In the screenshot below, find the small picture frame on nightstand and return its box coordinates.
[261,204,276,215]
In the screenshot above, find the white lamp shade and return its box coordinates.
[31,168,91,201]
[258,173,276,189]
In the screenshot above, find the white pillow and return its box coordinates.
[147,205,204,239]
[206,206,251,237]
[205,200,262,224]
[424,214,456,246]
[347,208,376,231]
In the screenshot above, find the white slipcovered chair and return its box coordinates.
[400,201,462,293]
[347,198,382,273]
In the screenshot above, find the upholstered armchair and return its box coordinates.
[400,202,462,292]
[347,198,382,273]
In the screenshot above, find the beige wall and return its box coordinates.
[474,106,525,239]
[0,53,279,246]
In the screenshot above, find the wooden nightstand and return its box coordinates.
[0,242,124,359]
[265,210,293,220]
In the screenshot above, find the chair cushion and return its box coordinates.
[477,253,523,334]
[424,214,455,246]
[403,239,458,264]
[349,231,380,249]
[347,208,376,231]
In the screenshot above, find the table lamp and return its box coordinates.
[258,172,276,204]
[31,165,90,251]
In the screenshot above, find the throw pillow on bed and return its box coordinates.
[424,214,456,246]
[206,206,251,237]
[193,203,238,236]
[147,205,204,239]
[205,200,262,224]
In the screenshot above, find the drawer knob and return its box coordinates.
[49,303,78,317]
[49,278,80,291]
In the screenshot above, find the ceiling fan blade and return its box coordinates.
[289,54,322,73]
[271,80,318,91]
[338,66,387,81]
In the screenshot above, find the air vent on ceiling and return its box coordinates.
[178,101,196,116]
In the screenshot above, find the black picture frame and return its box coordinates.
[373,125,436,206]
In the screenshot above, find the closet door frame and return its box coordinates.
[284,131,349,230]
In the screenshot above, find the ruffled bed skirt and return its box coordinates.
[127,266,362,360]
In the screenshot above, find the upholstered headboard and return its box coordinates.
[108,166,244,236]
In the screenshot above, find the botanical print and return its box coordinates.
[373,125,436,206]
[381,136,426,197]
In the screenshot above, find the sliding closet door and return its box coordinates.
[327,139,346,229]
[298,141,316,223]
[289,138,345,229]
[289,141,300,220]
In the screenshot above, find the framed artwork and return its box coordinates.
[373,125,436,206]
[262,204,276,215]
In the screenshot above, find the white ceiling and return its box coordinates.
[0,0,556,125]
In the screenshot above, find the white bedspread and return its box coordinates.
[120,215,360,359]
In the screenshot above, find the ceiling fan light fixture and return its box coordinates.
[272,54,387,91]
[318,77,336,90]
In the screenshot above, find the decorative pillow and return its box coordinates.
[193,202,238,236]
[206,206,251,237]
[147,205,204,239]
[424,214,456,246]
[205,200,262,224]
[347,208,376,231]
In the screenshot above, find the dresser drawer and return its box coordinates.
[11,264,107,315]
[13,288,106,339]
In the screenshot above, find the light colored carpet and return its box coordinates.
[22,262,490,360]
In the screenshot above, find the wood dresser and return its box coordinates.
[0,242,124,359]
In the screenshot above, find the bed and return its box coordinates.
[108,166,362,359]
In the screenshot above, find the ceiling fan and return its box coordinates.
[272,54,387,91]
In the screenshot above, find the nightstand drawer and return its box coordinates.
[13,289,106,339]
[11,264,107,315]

• • • •

### ÉNONCÉ DU PROBLÈME
Recopie l'ensemble du matériel en remplaçant partout « return » par « provide », sans rien modifier d'autre.

### SOLUTION RÉDIGÉE
In the screenshot below, find the small picture frame on nightstand and provide its box coordinates.
[261,204,276,215]
In the screenshot above, find the white lamp shade and provide its box coordinates.
[31,168,91,201]
[258,173,276,189]
In the screenshot above, find the white pillow and provide its box coordinates.
[147,205,204,239]
[206,206,251,237]
[205,200,262,224]
[424,214,456,246]
[347,208,376,231]
In the screenshot above, find the white slipcovered chair and provide its box coordinates.
[400,201,462,293]
[347,198,382,273]
In the screenshot above, find the upholstered armchair and provide its box coordinates.
[400,202,462,292]
[347,198,382,273]
In the screenshot above, find the beige wall and provide its box coordinates.
[474,106,525,239]
[0,53,279,246]
In the screenshot above, find the wooden nightstand and provide its box coordinates.
[0,242,124,359]
[265,210,293,220]
In the screenshot above, find the chair cushion and provide its box coordinates.
[477,253,523,334]
[424,214,455,246]
[403,239,458,264]
[349,231,380,249]
[347,208,376,231]
In the screenshot above, find the table lamp and provide its box coordinates.
[258,172,276,204]
[31,165,90,251]
In the screenshot above, find the throw pillow on bed and provide its box coordinates.
[424,214,456,246]
[206,206,251,237]
[193,203,238,236]
[147,205,204,239]
[205,200,262,224]
In the screenshot above, find the drawer knob and provide its box coordinates.
[49,303,78,317]
[49,278,80,291]
In the screenshot above, find the ceiling fan blade and provide its box coordinates.
[289,54,322,73]
[271,80,318,91]
[338,66,387,81]
In the screenshot above, find the air vent on ceiling and provide its box coordinates.
[178,101,196,116]
In the screenshot above, find the black picture frame and provide its box coordinates.
[373,125,436,206]
In the screenshot above, find the closet door frame and provide its box coordinates.
[284,131,349,230]
In the screenshot above, find the ruffled bed skirt and provide its box coordinates.
[127,266,362,360]
In the screenshot above, find the upholstered headboard and provide its box coordinates.
[108,166,244,236]
In the screenshot above, find the botanical print and provide its box coordinates.
[373,125,436,206]
[381,136,426,197]
In the screenshot above, find the sliding closet door and provide its box coordinates.
[327,139,346,229]
[298,141,316,223]
[289,138,345,229]
[289,141,300,220]
In the screenshot above, find the framed artwork and provide its box coordinates.
[373,125,436,206]
[262,204,276,215]
In the screenshot above, find the white ceiling and provide its box coordinates.
[0,0,556,125]
In the screenshot above, find the white bedspread and provide its box coordinates.
[120,215,360,359]
In the screenshot above, find the ceiling fan light fixture and provide its box coordinates.
[272,54,387,91]
[318,77,336,90]
In the screenshot above, find the decorative pillow and provide its box coordinates.
[193,202,238,236]
[206,206,251,237]
[147,205,204,239]
[424,214,456,246]
[205,200,262,224]
[347,208,376,231]
In the screenshot above, find the dresser drawer and provide its box coordinates.
[11,264,107,315]
[13,288,106,339]
In the screenshot above, find the light colored carpet and provide its box coordinates.
[22,262,490,360]
In the screenshot above, find the wood dresser and provide its box coordinates.
[0,242,124,359]
In the screenshot above, find the bed and provide its box coordinates.
[108,166,362,359]
In the screenshot above, find the ceiling fan and provide its box coordinates.
[272,54,387,91]
In the screenshot above, find the nightstand drawer and provide its box coordinates.
[13,289,106,339]
[11,264,107,315]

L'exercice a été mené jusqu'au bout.